Output the records below, reproducing each line character for character with no changes.

Coordinate annotation records
------------
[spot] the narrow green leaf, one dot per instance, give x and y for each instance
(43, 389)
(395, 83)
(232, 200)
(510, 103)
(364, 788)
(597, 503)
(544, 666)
------------
**Task solution**.
[spot] the narrow green leaf, one dot per instance, give x and y for each instance
(43, 389)
(395, 83)
(232, 200)
(510, 103)
(364, 788)
(597, 503)
(544, 666)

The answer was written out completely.